What you return must match the records exactly.

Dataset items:
↓
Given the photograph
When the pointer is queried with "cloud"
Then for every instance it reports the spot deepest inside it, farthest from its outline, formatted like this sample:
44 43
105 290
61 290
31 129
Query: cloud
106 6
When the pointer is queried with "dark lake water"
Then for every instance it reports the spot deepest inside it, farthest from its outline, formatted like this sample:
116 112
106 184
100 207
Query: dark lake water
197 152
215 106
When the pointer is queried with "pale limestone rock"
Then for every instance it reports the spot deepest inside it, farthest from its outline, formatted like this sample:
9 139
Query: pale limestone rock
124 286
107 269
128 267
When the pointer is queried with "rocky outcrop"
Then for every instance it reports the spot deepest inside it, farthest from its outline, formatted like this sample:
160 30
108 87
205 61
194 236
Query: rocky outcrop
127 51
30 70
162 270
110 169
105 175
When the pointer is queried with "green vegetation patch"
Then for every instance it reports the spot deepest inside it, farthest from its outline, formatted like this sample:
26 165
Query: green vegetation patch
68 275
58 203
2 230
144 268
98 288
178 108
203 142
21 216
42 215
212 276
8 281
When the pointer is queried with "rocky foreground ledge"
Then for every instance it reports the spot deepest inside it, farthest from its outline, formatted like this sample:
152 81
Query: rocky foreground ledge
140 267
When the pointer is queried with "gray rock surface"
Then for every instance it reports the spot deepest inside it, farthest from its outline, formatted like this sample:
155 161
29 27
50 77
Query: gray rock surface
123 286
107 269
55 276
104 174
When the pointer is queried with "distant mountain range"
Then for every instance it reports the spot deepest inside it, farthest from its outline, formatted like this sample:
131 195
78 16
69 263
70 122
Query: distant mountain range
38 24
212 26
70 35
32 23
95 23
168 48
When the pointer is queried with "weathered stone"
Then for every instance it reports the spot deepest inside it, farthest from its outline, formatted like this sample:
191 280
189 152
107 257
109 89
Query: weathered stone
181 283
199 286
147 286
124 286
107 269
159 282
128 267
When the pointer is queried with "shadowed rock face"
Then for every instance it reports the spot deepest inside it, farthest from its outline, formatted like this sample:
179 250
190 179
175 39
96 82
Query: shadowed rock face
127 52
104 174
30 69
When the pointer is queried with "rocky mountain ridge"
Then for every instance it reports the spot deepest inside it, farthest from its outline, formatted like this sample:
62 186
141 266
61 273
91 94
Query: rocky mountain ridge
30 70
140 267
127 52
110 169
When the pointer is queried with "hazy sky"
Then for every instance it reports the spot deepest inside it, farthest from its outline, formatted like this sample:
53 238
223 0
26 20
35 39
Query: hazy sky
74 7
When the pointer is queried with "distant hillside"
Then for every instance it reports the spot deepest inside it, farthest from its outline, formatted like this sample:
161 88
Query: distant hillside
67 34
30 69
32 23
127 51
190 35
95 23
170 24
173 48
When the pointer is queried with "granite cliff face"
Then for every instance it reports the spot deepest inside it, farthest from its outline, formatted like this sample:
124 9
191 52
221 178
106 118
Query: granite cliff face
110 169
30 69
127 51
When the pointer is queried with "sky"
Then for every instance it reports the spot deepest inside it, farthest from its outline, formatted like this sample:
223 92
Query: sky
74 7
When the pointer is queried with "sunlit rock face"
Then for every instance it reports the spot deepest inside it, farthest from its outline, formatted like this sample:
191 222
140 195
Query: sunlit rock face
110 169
↑
## Final answer
Given the photograph
When the pointer is queried with "cloud"
Then for every instance it reports the spot deepest inside it, farthest from its outline, formatted like this sample:
44 43
105 290
61 290
31 129
Query: cloud
106 6
When the pointer is queried with "dark lake water"
Then for every instance it reports the spot deepest inside it, farthest from its outline, formatted like this sample:
116 112
106 184
100 207
Query: dark lake water
197 152
215 106
When the pointer is queried with "pale limestone rock"
Then for every instance it reports the spot deepest inside it, farthest from its outline, formatted like this sample:
9 139
Query: pale limestone rock
124 286
107 269
128 267
When the pointer is queried with "rocky outcrop"
Then for every instance it reports the spot deepest inside it, farthest from its outline, formatted like this sample:
160 30
108 87
205 61
194 236
Query: rocky outcrop
127 51
30 70
162 270
110 169
105 175
When the pointer is queried with "green vegetation patch"
Then for every instance it reports the spot deepest inside it, farthest from its outline, formatted like this sample:
26 165
Query: green vegetation patch
68 275
58 203
2 230
144 268
98 288
178 108
203 142
21 216
42 215
212 276
8 281
When the pointer is queried with "rocky foreground ledge"
Then for every instance it reports the spot deepest inside it, farthest from its outline, formatted like this sample:
152 81
Query: rocky foreground ledge
140 267
When the pointer is queried with "gray rock surface"
Then for every instance it reports the spot deepest inside it, farthest from its outline, formatted like this sample:
155 161
29 27
50 77
Query: gray rock surface
123 286
107 269
55 276
104 174
When the pointer is queried with "distant mountain range"
Then for every instance it reports the spot deepest inside it, farthest from its outline, formatted like this sample:
131 195
78 16
69 263
70 122
Query: distant mountain range
38 24
212 26
70 35
32 23
95 23
168 48
When the pointer is queried with "weathered stone"
Then for every instance it reports the spot deepest inside it, farthest from its outline, formatted like this sample:
191 280
189 152
107 257
109 89
Query: weathered stone
181 283
199 286
147 286
124 286
107 269
159 282
128 267
When the pointer is queried with "shadowed rock face"
Then for every instance it reports the spot deepest inside it, farthest from its outline, formatted like this sample:
179 250
190 179
175 39
96 82
Query: shadowed rock face
127 52
104 174
30 69
When the pointer is queried with "rocky mountain ridge"
Then for every instance it reports the spot deepest inside it, farthest from its outline, formatted like this sample:
62 186
141 266
61 273
91 94
Query: rocky mountain ridge
30 70
140 267
127 52
110 169
When the pointer is queried with "hazy sky"
Then for every instance it reports the spot deepest inside it, farthest from its outline, formatted like this sample:
53 238
223 0
26 20
35 39
Query: hazy sky
74 7
When the pointer is queried with "distant hillside"
Then for every instance it reports the spot deepest inside it, farthest from its outline, formatted like this sample:
161 88
Query: distant hillside
67 34
30 69
32 23
127 51
190 35
95 23
170 24
173 48
When the pointer is queried with "granite cliff face"
Then for every instance it reports the spot deepest inside it, farthest from its outline, formatted like this sample:
124 9
191 52
221 178
106 118
Query: granite cliff face
110 169
30 69
127 51
When the pointer is queried with "sky"
Then for every instance it reports the spot deepest inside it, farthest from its outline, formatted like this sample:
223 92
Query: sky
74 7
When the pointer is queried with "sunlit rock face"
Then for every instance it reports the spot deepest inside it, farthest from its outline, formatted like this sample:
191 222
140 195
Query: sunlit rock face
110 169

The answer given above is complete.